READING PASSAGE.
———
Low-level NIF bindings for XML parsing.
This module provides direct access to the Rust NIF functions. For normal use,
prefer the higher-level RustyXML module with its ~x sigil support.
Strategies
The module exposes parsing strategies:
parse/1+xpath_query/2- Structural index with XPath (main path)streaming_*- Stateful streaming parser for large filessax_parse/1- SAX event parser
Memory Efficiency
The structural index (parse/1) uses ~4x input size vs SweetXml's ~600x.
Strings are stored as byte offsets into the original input, not copies.
Scheduler Behaviour
NIFs that parse raw XML input run on the dirty CPU scheduler to avoid blocking BEAM schedulers. Query NIFs on pre-parsed documents run on normal schedulers for sub-millisecond lookups.
Summary
Types
Opaque reference to a parsed XML document (structural index)
Opaque reference to a streaming parser
XML event from parser
Functions
Feed a chunk of data to the document accumulator.
Create a new document accumulator for streaming SimpleForm parsing.
Validate, index, and convert accumulated data to SimpleForm.
Get the root element of a parsed document.
Get current Rust heap allocation in bytes.
Get peak Rust heap allocation since last reset.
Parse XML into a structural index document.
Parse XML and execute an XPath query in one call.
Parse and immediately query, returning text values for node sets.
Parse XML in strict mode (returns {:ok, doc} or {:error, reason}).
Parse XML directly into SimpleForm {name, attrs, children} tree.
Reset memory tracking statistics.
Parse XML and return SAX events.
Parse XML and return SAX events in Saxy-compatible format.
Get number of available complete elements.
Feed a chunk of XML data to the streaming parser.
Feed a chunk and return SAX events as a compact binary.
Finalize the streaming parser and get remaining events.
Finalize the streaming SAX parser, processing any remaining bytes.
Create a new streaming XML parser.
Create a streaming parser with a tag filter.
Create a new streaming SAX parser.
Get streaming parser status.
Take up to max complete elements from the streaming parser.
Take up to max events from the streaming parser.
———
STATED PROBLEM 1. Repeat the part of the XML bindings documentation starting with "Opaque reference to a streaming" and going on through "allocation in bytes.".
The rows that follow have no connection to the XML bindings documentation.

GIVEN RECORDS.
———
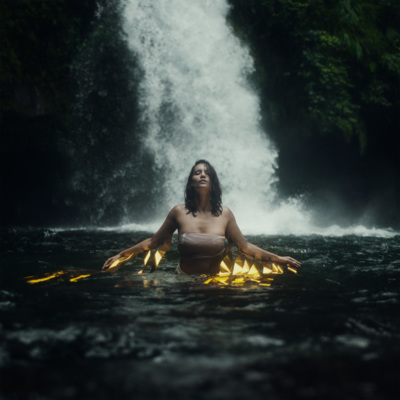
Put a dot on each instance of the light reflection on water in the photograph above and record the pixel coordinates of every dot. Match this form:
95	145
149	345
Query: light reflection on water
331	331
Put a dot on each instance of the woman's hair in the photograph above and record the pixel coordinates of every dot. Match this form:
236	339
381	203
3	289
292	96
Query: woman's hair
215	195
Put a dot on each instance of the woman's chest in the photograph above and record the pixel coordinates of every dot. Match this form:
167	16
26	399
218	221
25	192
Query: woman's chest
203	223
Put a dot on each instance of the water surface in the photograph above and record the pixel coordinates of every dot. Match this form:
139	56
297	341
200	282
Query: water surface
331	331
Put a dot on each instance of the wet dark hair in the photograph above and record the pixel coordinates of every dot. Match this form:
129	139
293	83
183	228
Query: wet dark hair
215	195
———
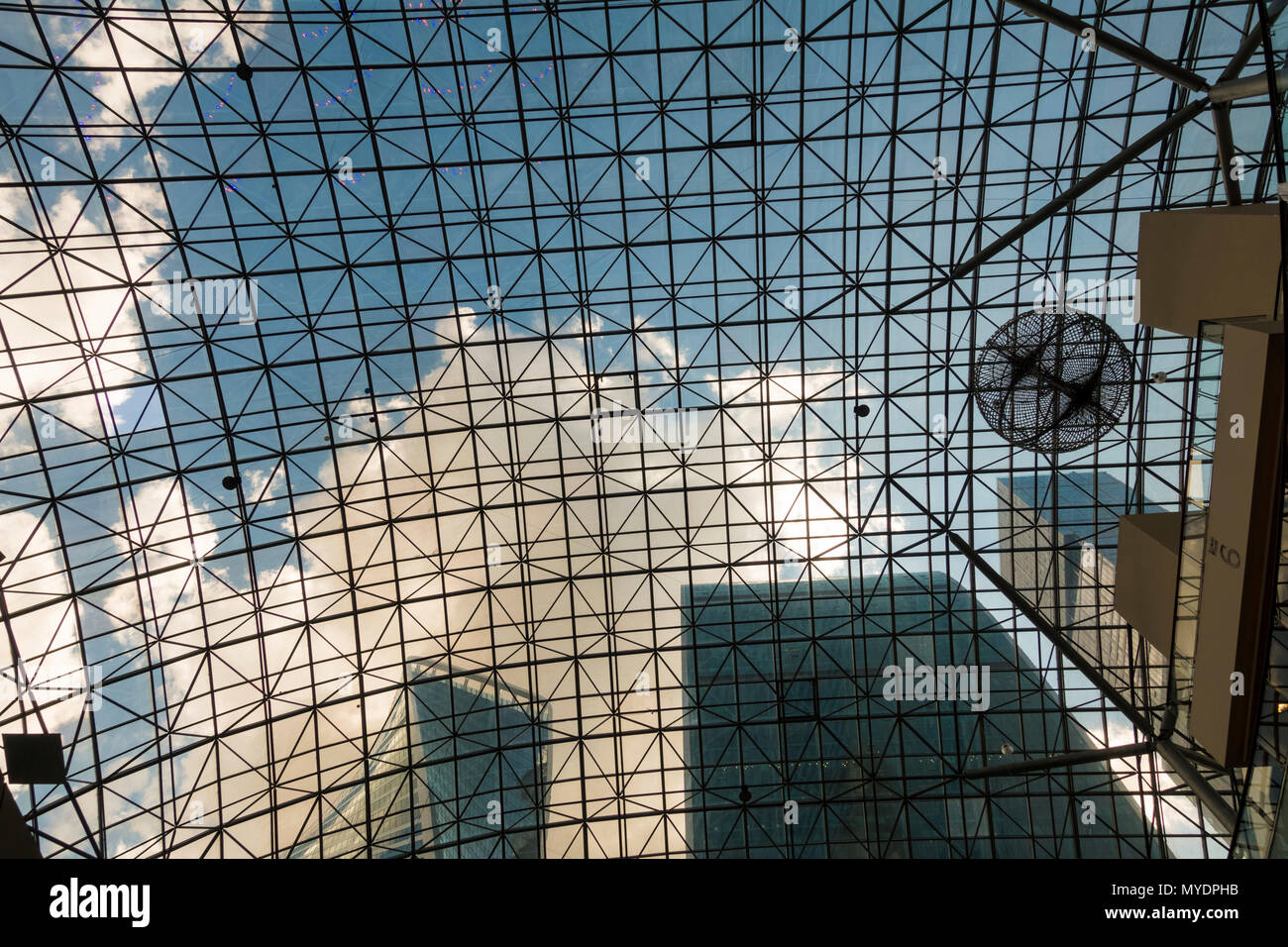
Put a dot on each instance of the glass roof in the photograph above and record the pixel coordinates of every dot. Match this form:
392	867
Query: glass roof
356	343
———
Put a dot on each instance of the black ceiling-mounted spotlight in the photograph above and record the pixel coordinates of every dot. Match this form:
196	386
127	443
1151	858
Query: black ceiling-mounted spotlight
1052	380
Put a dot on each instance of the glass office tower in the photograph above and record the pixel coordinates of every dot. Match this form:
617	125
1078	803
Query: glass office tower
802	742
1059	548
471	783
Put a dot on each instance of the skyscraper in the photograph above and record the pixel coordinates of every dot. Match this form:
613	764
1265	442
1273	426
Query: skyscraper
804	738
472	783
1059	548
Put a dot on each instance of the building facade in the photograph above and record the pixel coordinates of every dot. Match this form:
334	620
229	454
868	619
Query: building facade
———
STATED PROBLEM 2. Rescale the rows starting with the line with "Put a dot on each instance of the skyscraper" and going on through the line with "Query: building facade", reproducing those lines alone with the requests included. Multiply each answer coordinate by 2.35 and round it to a whole number, with halves rounded up, while leaving the numbers in the requests and their format samples unchanged.

CORRECT RESPONSE 1.
Opaque reference to a streaming parser
XML event from parser
Functions
Feed a chunk of data to the document accumulator.
Create a new document accumulator for streaming SimpleForm parsing.
Validate, index, and convert accumulated data to SimpleForm.
Get the root element of a parsed document.
Get current Rust heap allocation in bytes.

CORRECT RESPONSE 2.
Put a dot on each instance of the skyscraper in the photograph above and record the pixel coordinates of every dot. Match this form:
613	764
1265	442
1273	426
Query: skyscraper
1889	1734
1109	1840
2489	1288
Put a dot on each instance of the building facade in the photograph above and record the pixel coordinates of every dot. Match this form:
334	620
229	454
868	619
Query: building facade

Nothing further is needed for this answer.